Problem: Every record must appear in your reply exactly as written.

** Opening Excerpted data block **

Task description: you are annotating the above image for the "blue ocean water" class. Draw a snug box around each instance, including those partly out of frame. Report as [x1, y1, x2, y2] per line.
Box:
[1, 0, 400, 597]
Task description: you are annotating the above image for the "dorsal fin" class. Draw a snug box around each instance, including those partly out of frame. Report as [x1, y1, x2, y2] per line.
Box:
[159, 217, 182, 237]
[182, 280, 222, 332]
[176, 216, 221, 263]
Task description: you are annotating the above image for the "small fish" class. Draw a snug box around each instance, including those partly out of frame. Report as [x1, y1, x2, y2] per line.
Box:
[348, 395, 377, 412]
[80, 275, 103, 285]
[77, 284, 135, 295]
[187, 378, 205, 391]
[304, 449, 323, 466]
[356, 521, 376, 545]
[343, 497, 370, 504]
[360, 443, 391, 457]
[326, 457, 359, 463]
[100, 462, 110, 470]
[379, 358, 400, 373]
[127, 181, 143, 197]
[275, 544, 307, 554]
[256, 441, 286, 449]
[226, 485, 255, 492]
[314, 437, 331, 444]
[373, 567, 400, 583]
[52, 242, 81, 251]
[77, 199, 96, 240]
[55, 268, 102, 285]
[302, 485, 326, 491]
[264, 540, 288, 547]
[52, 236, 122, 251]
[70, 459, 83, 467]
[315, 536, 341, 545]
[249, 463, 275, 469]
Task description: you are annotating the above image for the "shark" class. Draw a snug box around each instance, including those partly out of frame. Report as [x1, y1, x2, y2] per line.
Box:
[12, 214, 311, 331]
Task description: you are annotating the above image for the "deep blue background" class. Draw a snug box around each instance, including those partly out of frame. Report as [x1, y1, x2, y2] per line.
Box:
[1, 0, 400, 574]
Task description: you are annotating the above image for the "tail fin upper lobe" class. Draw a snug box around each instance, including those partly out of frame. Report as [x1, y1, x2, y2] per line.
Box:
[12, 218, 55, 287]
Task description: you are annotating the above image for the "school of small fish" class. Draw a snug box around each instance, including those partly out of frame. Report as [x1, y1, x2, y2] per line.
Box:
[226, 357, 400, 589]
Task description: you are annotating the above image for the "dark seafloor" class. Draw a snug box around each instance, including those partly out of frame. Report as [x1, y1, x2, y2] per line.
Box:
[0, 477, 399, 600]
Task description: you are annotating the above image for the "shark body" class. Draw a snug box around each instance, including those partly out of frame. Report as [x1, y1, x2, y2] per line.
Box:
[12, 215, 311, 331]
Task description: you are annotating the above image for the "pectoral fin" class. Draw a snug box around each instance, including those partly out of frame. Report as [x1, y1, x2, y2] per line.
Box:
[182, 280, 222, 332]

** Closing Excerpted data block **

Answer for the task:
Task description: you are annotating the above image for the "blue ocean water" class. Draw a snug box around each instance, including those partly out of frame. Report as [x1, y1, x2, y2] per line.
Box:
[1, 0, 400, 597]
Task description: you are annotating the above image for the "dorsal fin" class. Draw a snug box around each instance, including those partly out of frame. Report as [x1, y1, x2, y2] per line.
Box:
[159, 217, 182, 237]
[182, 280, 222, 332]
[176, 216, 221, 263]
Task description: you are annotating the above image for the "small fish" class. Draw a snug box around each instance, including those partly out of frame. Report as [x1, y1, x2, y2] per line.
Box:
[348, 395, 377, 412]
[80, 275, 103, 285]
[77, 284, 135, 295]
[187, 378, 205, 391]
[304, 449, 323, 466]
[356, 521, 376, 545]
[343, 497, 370, 504]
[360, 443, 391, 457]
[326, 457, 359, 463]
[100, 462, 110, 470]
[379, 358, 400, 373]
[127, 181, 143, 197]
[275, 544, 307, 554]
[256, 441, 286, 449]
[226, 485, 255, 492]
[314, 437, 331, 444]
[373, 567, 400, 583]
[52, 242, 81, 251]
[77, 199, 96, 240]
[55, 268, 102, 285]
[302, 485, 326, 491]
[264, 540, 288, 547]
[52, 236, 122, 251]
[70, 459, 83, 467]
[315, 536, 341, 545]
[249, 463, 275, 469]
Task description: you are annotating the above image for the "shark" class. Draw a snug box around each instance, including those partly out of frame. Report as [x1, y1, x2, y2] per line.
Box:
[12, 214, 311, 331]
Task description: you are annotating the above image for the "deep blue background" class. Draw a snug box around each instance, including those partly out of frame. Report as [x1, y1, x2, y2] per line.
Box:
[1, 0, 400, 574]
Task description: you are annotating the above image for the "tail fin upper lobe" class. Draw a snug box around each instance, including those partly out of frame. Report as [x1, y1, x2, y2] per line.
Box:
[12, 218, 55, 287]
Task description: you are annotating the above image for the "school of small fish" class. Draw a snug box around each instance, including those partly out of frame. Report as [x1, y1, x2, y2] per line.
Box:
[226, 357, 400, 589]
Task description: you are annotating the above image for the "dark seafloor" class. Draw a snug box around each instance, including those partly out of frame. Report as [x1, y1, x2, y2] per line.
Box:
[0, 477, 399, 600]
Task description: you are annotating the above image for the "shark body" class. Draw a snug box around each instance, including those partly out of frame. Report as [x1, y1, x2, y2] per line.
Box:
[12, 215, 311, 331]
Task description: you are annotating the above image for the "pectoral fin" class. Draw a snug box around each instance, including those partly out of frame. Report as [x1, y1, x2, y2] per line.
Box:
[182, 280, 222, 332]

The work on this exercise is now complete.